Problem to work on:
Exactly as written, print each record in the listing.

Source records:
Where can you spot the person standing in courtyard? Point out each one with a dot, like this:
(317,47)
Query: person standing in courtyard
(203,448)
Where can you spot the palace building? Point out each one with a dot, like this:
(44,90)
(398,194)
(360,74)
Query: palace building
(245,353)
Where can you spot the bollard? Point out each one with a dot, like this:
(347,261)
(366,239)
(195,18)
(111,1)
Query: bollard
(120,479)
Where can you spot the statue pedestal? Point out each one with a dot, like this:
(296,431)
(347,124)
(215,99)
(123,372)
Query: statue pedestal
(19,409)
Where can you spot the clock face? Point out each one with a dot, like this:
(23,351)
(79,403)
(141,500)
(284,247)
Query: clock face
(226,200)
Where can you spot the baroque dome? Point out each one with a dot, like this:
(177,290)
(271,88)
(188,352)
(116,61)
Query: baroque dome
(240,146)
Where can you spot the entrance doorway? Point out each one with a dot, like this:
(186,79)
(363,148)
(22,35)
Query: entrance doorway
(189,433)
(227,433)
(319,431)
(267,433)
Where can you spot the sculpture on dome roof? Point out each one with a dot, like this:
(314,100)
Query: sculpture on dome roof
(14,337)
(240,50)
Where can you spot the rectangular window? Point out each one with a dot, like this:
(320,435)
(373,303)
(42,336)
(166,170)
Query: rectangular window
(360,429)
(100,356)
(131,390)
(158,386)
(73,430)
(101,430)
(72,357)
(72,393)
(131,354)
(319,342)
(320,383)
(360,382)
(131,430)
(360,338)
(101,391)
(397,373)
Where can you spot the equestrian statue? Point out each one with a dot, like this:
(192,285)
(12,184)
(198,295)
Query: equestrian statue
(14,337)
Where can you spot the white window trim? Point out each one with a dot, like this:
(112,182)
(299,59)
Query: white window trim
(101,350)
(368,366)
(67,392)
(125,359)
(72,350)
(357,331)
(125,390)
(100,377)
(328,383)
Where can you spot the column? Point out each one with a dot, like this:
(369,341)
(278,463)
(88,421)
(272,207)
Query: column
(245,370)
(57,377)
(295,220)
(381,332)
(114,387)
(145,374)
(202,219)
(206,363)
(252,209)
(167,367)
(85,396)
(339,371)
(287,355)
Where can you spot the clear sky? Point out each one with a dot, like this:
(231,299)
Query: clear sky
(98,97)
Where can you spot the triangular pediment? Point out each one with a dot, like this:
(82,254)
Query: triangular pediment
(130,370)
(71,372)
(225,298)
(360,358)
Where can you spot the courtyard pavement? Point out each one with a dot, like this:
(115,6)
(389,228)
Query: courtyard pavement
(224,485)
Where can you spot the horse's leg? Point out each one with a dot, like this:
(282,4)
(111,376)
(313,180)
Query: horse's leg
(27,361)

Worked answer:
Where can you spot the person standing in courtyard? Point out each one with a dot, like this:
(317,47)
Query: person standing in courtyard
(203,448)
Where can you spot the palace building? Point out each one with a dot, like this:
(44,90)
(398,194)
(360,74)
Query: palace building
(245,353)
Where can you spot the bollard? Point out each one with a dot, like this:
(347,261)
(366,239)
(195,18)
(111,1)
Query: bollard
(120,479)
Where can you spot the statue pedestal? Point out each one with a dot, like this:
(296,431)
(347,124)
(215,99)
(123,372)
Query: statue pedestal
(19,409)
Where can you spot the clock face? Point out each one with a dot, like this:
(23,351)
(79,403)
(141,500)
(284,247)
Query: clock face
(226,200)
Where can you spot the baroque dome? Point out each one with a dot, like this:
(177,290)
(271,88)
(188,352)
(116,61)
Query: baroque dome
(240,146)
Where can you spot the entrance doorway? Point out each one with a dot, like this:
(186,79)
(363,148)
(22,35)
Query: entrance doorway
(189,433)
(227,433)
(319,431)
(267,433)
Where can you spot the sculpture on dome roof? Point out each one with a dot, like this:
(314,100)
Query: sculpture on dome roof
(14,337)
(240,50)
Where can you spot the rectangular window? Point out each one with a dot, like this:
(320,435)
(373,303)
(42,336)
(166,170)
Query: rectangular window
(360,429)
(100,356)
(131,390)
(158,386)
(73,430)
(101,430)
(72,357)
(72,393)
(131,354)
(319,342)
(320,383)
(360,382)
(131,430)
(360,338)
(101,391)
(397,373)
Where can you spot the equestrian statue? Point out each one with a dot, like this:
(192,285)
(12,184)
(198,295)
Query: equestrian statue
(14,337)
Where can you spot the white window trim? Point out each one with a dot, like this:
(112,182)
(299,59)
Query: white window trim
(101,350)
(368,366)
(67,392)
(125,359)
(72,350)
(357,331)
(125,390)
(100,377)
(328,383)
Where can you spot the column? Point out each one with a dot, like this:
(369,341)
(278,463)
(88,421)
(272,207)
Query: column
(245,370)
(57,377)
(295,220)
(381,332)
(114,387)
(145,374)
(202,219)
(206,363)
(252,209)
(167,367)
(85,396)
(339,371)
(287,355)
Where can you spot the clear sky? Point out each one with a dot, like this:
(231,299)
Query: clear sky
(98,97)
Where can you spot the triangular pediment? Point out each one with a dot, like this:
(82,254)
Query: triangular pediment
(130,370)
(71,372)
(225,298)
(360,358)
Where can you spot the courtyard pavement? Point out each one with a dot, like this:
(115,6)
(389,228)
Query: courtyard pavement
(224,485)
Where can you spot the horse's leg? Point out each one with a dot, like this:
(282,4)
(111,376)
(313,180)
Query: horse's leg
(27,361)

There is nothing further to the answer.